— START OF Text extract —

The organizers of the walkout—beginning in Asia and held at 11:10 a.m. local time at Google’s offices around the world—published a letter demanding that the company change its policies to make it safer for women to report instances of sexual harassment and make those reports more transparent to the entire company.
“There are thousands of us, at every level of the company,” the letter said. “And we’ve had enough.”
Employee activism is rising in response to a New York Times article last week reporting the
Alphabet
Inc.
unit protected three senior executives over the past decade after they were accused of sexual misconduct, including one whom it gave a $90 million exit package in 2014. Google declined to comment on details in the Times story.
Photo:
tolga akmen/Agence France-Presse/Getty Images
Photos of the walkout flooded social media on Thursday, as Google employees filled the streets outside of offices from Mumbai to Dublin.
In New York, shortly after 11 a.m. Thursday, throngs of Google employees filed out of glass doors at the company’s office in lower Manhattan.
They gathered at nearby Hudson River Park and wielded signs with slogans such as “Worker’s rights are women’s rights.”
Google employee Demma Rodriguez—38 years old and one of the organizers—told the crowd that workers wanted the tech company live up to its potential as “the brain trust of the world.”
“I am fed up,” she said through a bullhorn. “…Every single person here has the tools to change Google.”
One organizer estimated there were more than 1,500 Google employees at the New York protest. The New York office has more than 8,000 workers.
Protesters filed out of the park about noon. They ended the rally chanting, “Time is up. Time is up. Time is up.”

— END OF Text extract —
— START OF Records shown —

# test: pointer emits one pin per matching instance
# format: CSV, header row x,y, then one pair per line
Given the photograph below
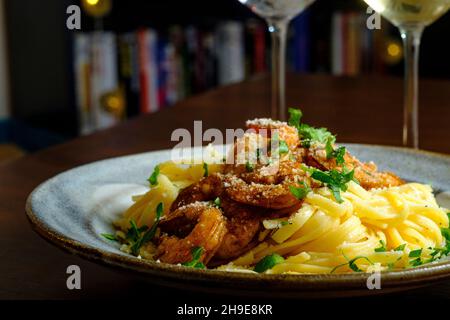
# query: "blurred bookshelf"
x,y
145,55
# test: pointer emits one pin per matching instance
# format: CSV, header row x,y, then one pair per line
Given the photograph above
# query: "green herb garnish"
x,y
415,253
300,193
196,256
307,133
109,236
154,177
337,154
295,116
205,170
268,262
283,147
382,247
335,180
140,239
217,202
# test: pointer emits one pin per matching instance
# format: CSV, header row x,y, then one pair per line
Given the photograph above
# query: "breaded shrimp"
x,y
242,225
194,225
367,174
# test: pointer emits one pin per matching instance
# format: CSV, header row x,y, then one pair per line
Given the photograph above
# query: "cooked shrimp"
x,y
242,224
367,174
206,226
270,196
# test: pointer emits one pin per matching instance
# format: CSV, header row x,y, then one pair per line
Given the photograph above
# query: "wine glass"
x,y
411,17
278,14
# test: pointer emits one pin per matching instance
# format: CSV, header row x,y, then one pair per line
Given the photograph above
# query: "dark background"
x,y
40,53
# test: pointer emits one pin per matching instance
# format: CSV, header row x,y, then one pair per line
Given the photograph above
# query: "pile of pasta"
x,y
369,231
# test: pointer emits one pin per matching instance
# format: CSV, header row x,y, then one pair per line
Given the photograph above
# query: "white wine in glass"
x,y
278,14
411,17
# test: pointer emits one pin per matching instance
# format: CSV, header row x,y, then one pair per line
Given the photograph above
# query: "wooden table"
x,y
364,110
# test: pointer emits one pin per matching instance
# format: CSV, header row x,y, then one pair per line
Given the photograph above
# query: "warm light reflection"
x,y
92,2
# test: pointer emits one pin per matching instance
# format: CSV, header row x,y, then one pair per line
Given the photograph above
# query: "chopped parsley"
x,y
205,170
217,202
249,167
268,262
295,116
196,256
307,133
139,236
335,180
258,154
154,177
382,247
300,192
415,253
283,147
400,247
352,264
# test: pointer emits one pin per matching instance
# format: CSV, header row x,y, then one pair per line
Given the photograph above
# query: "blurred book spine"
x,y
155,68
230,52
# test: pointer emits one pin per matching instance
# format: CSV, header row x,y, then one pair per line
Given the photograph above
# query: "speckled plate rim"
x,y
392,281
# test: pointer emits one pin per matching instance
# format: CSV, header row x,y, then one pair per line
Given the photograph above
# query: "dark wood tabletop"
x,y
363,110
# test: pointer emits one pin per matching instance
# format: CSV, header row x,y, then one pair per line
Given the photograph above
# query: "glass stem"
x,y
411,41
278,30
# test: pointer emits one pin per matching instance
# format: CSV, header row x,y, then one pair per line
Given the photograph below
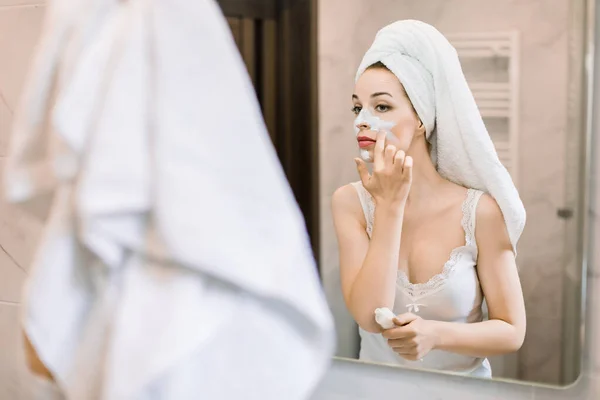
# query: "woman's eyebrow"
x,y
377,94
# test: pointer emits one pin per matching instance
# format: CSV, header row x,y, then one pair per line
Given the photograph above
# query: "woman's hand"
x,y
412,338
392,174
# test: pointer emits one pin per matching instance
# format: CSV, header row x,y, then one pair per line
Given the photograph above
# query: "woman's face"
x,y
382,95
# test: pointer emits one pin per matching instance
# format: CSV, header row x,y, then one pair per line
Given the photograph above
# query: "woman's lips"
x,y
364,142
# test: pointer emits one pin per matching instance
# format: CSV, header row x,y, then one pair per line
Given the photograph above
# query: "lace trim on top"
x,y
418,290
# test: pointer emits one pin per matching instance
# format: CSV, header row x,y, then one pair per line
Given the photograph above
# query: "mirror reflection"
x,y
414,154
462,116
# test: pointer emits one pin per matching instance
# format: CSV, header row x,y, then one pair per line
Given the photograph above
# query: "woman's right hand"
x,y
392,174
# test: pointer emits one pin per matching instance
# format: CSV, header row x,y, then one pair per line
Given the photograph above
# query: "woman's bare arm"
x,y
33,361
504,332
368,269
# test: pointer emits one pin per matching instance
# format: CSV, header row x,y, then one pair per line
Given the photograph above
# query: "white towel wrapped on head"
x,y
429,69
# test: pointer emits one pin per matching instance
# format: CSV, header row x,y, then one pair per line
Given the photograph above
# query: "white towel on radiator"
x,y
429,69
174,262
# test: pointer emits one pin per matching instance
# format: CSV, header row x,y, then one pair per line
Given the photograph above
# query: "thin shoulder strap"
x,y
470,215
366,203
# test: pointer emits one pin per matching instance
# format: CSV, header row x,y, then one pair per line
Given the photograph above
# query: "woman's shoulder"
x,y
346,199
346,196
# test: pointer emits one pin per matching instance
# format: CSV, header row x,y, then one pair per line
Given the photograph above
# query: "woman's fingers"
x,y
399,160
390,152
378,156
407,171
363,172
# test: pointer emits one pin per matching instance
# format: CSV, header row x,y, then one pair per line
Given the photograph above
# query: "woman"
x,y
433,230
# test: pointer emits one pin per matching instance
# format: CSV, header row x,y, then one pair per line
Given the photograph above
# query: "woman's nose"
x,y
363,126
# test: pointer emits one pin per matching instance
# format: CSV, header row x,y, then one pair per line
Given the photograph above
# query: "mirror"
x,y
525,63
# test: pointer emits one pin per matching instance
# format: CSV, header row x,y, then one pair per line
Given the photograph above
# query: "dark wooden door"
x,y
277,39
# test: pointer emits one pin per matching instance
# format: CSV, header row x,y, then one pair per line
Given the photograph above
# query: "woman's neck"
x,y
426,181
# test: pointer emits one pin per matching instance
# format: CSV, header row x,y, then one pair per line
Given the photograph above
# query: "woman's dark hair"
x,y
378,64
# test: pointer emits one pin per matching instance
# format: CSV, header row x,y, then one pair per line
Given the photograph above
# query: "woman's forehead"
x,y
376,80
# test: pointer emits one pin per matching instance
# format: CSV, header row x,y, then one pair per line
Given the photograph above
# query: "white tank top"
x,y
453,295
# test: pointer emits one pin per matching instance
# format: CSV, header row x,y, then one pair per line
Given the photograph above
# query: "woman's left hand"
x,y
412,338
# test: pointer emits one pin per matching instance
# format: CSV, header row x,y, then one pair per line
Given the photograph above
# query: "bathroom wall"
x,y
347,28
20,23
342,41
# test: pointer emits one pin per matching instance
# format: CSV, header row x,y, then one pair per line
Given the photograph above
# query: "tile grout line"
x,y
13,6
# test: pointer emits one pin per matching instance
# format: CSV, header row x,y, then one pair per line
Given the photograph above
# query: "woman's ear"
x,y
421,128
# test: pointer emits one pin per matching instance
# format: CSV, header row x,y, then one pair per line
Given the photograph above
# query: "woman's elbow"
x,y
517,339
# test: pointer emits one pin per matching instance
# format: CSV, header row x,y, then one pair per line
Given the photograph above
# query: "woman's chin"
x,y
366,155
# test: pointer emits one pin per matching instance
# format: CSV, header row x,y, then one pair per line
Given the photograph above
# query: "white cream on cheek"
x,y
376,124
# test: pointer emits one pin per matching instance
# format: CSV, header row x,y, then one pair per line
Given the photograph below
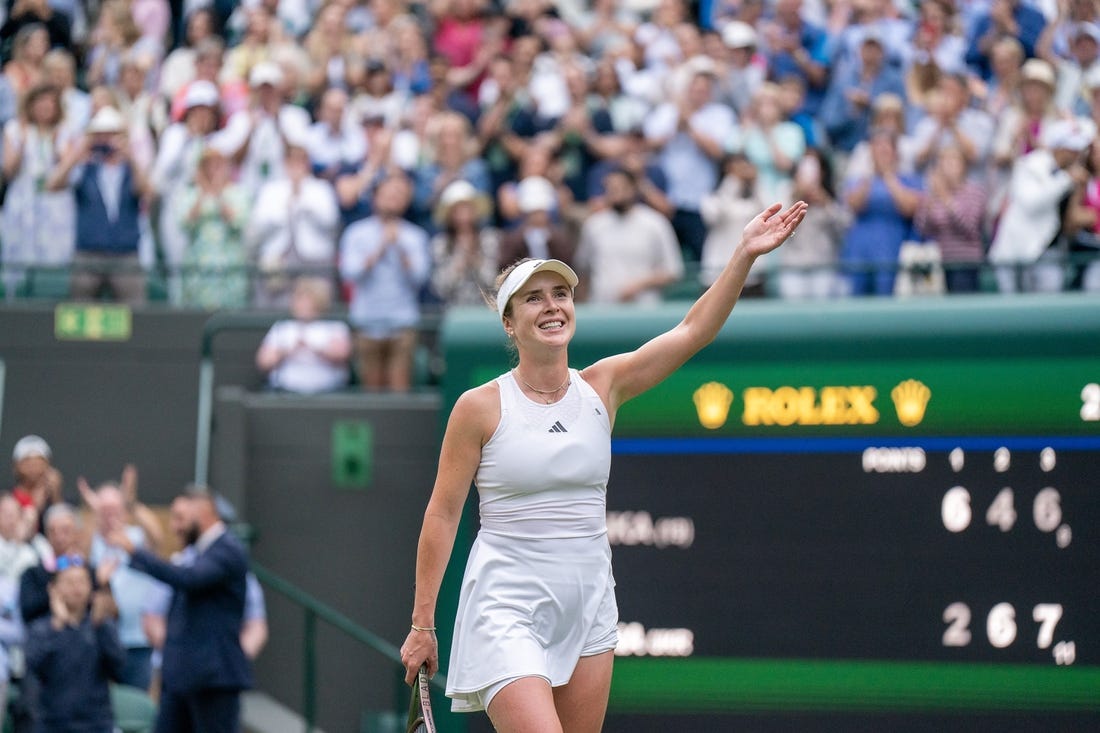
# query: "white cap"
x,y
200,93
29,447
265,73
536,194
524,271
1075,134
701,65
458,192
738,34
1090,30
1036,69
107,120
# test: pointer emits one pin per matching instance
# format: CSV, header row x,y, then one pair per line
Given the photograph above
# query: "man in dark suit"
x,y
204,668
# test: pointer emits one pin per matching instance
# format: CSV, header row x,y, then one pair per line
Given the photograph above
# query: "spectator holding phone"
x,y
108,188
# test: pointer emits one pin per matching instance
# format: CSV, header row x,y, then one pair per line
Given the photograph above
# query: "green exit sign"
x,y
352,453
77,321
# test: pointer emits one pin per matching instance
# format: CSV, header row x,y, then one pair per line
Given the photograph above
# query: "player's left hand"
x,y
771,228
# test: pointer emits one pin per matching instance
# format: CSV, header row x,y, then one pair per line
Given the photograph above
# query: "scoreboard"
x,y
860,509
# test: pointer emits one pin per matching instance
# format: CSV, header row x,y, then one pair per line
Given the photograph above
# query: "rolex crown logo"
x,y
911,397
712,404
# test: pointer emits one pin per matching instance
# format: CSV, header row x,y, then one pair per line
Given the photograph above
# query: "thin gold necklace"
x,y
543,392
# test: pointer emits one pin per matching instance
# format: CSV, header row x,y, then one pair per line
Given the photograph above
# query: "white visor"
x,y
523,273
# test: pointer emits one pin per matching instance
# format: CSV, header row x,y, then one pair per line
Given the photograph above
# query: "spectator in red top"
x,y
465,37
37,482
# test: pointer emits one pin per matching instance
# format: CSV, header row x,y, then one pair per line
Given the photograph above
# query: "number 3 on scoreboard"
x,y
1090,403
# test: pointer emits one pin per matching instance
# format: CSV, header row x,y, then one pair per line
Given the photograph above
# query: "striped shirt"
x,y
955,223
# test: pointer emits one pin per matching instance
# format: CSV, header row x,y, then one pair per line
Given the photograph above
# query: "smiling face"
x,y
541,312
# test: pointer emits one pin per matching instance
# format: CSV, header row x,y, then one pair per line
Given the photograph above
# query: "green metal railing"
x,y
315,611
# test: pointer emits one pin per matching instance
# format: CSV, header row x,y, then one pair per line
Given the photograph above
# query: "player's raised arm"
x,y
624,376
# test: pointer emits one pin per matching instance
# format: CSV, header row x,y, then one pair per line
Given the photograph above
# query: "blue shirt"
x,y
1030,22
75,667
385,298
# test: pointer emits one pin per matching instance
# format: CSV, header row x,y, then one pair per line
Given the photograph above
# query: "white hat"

— END OF Records shown —

**List of tasks:**
A) List every city the article on the Google walkout names.
B) According to the article on the Google walkout, how large is the workforce at the company's New York office?

**Answers for the tasks:**
A) Mumbai, Dublin, New York

B) It has more than 8,000 workers.